## Page extract

══════════

Standen: I suppose that he never backs down and that he knows his own mind. His courage is the thing I most admire. The fact that he always stands up for what he believes in, no matter who or what he’s up against. He will become a wrecking ball to get whatever it is he wants. You want him on your side rather than not. I think that’s one of his qualities, too. People put up with all of his bad qualities just because they’re afraid of fighting against him. Having those characteristics to work with as an actor must be really fun as well.

Standen: It’s fantastic. I see Rollo as a volcano; he can erupt at any time. It’s great for me because I can really pinpoint moments in the script to let him out of his cage and times to contain him. He’s a feral animal. The actual name “Rollo” comes from “wolf” in Norse. I think I’ve taken that on as his characteristics, he’s a caged wolf. You guys got to attend Comic-Con last year to promote Vikings. What was that experience like for you?

Standen: It was wild; I’ve never experienced anything like it. I’m a nerd at heart; I love all of my comics, sci-fi and all of that, so I suddenly felt like I was king of the nerds for a day. I got off the plane and I’ve never seen so many Captain Americas waiting to get a bus! But the most amazing thing was when we got together for our panel. We didn’t really think anyone was paying attention to our little Viking show. When we got there the room was full of people dressed up as Vikings, all with shields and swords and blowing horns. They really got into it! To be in something that I really enjoy filming and to know that people are enjoying it just as much is such a pleasure. It hopefully means we can get Michael Hirst’s story out there! We’re really just hitting the tip of the iceberg in Season 1 and Season 2 is only just the beginning of the golden age of the Vikings—we’ve got a big story to tell. As long as people are watching, we may be able to tell the whole tale. I know that you have a pretty extensive background in stunt training, but I’m sure you learned a couple of new tricks for Vikings. What’s been the best skill you’ve picked up along the way?

Standen: I’m often ambidextrous on the show. When I started learning the art of sword craft I had a teacher who was an excellent Olympic fencer and also a stickler for historical accuracy. In medieval times you would learn to fight with your right hand because fighting left-handed was considered witchcraft or untrustworthy. Also, a lot of the castles were designed for a right-handed person. If you were defending your castle then the banisters and the balconies would all be designed to be held on to with your left hand so you could go down the stairs with your sword in hand and there would be a straight drop to those who were coming up the stairs. So it was always built, and it still is, in a right-handed man’s world.

══════════

## The exercise
In the interview, what does Standen say the name "Rollo" comes from? The material has no connection to the interview above.

## Dataset excerpt
══════════

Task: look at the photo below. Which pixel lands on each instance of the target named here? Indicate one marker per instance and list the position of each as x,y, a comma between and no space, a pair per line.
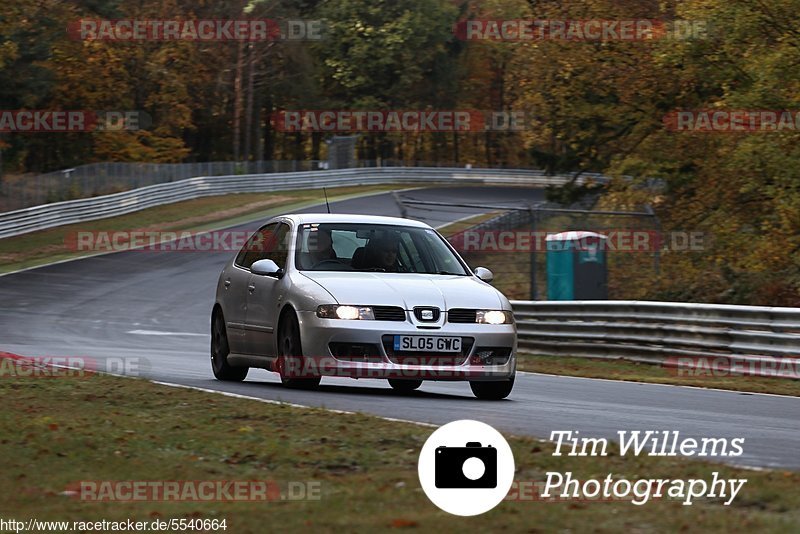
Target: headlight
336,311
494,317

══════════

## Output for this task
It comes from "wolf" in Norse.